-- begin --

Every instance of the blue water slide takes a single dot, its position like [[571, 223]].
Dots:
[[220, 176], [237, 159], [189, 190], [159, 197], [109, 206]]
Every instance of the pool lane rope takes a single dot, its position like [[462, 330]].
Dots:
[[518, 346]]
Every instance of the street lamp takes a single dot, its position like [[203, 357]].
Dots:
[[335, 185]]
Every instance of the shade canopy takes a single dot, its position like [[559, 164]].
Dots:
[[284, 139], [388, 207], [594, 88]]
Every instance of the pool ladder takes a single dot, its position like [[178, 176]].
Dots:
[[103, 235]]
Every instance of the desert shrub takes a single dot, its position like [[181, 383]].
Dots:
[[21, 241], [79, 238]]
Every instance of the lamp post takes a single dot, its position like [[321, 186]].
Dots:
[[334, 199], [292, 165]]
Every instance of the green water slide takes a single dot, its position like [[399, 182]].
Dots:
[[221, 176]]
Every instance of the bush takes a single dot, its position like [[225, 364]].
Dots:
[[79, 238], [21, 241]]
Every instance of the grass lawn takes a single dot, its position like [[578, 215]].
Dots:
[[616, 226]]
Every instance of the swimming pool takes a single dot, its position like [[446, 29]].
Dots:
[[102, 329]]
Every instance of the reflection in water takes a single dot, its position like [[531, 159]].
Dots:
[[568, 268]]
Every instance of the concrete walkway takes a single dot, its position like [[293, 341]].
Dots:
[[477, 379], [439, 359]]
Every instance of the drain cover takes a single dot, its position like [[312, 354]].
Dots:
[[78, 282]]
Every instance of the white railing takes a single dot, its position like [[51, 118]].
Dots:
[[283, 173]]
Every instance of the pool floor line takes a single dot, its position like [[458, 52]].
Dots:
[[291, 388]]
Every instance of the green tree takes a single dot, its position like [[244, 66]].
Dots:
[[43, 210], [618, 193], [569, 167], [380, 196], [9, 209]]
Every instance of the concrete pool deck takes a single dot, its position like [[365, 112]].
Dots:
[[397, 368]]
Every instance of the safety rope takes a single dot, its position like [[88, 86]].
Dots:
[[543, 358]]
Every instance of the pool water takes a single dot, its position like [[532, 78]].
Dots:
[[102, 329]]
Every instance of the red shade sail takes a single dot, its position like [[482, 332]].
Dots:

-- end --

- _Aim_:
Copy all the rows above line for line, changing nothing.

- _Output_:
Every instance of the blue water slide takes a single dot, its position like [[571, 223]].
Dots:
[[220, 176], [237, 159], [189, 190], [159, 197], [109, 206]]
Every instance of the pool lane rope takes a single dot, its position like [[462, 330]].
Dots:
[[518, 346]]
Every instance of the street lamp takes a single dot, its position like [[203, 357]].
Dots:
[[335, 185]]
Every instance of the shade canopy takes a single dot, its position like [[559, 164]].
Dots:
[[284, 139], [388, 207], [594, 88]]
Every instance of the pool ladder takes a single dot, its position like [[178, 176]].
Dots:
[[103, 235]]
Every instance of the desert shrub takes a single dot, its position like [[181, 383]].
Dots:
[[21, 241], [79, 238]]
Every instance of the lamp post takes a single dot, its position like [[321, 186]].
Dots:
[[334, 199], [292, 165]]
Every instance of the green water slide takes a single dot, its position like [[399, 182]].
Dots:
[[221, 176]]
Every instance of the bush takes a single dot, its position like [[225, 364]].
Dots:
[[79, 238], [21, 241]]
Every instance of the grass lawn takes a single dot, its position like [[578, 215]].
Dots:
[[616, 226]]
Every instance of the swimming pool takes a single dot, its position like [[446, 29]].
Dots:
[[102, 329]]
Every instance of the reflection in water takes a single dot, its position like [[531, 159]].
Dots:
[[568, 268]]
Every instance of the concrete walkway takes a single dot, its position like [[293, 341]].
Dots:
[[477, 379], [439, 359]]
Every instance of the drain cover takes a single dot, its position like [[312, 354]].
Dots:
[[78, 282]]
Every instance of the white railing takes a single dot, its position like [[51, 118]].
Dots:
[[283, 173]]
Every instance of the pool floor line takes a single dot, its position like [[458, 52]].
Dots:
[[291, 388]]
Every instance of the green tree takes a single dot, its position like [[244, 66]].
Dots:
[[43, 210], [618, 193], [569, 167], [380, 196], [9, 209]]
Every instance of the concrete pool deck takes a single dot, its position like [[365, 112]].
Dots:
[[397, 368]]
Every instance of the safety rope takes a single dot, its position like [[88, 86]].
Dots:
[[543, 358]]
Every instance of the pool water takes a single dot, its position like [[532, 78]].
Dots:
[[102, 329]]
Every instance of the red shade sail takes a single dot, its position like [[482, 332]].
Dots:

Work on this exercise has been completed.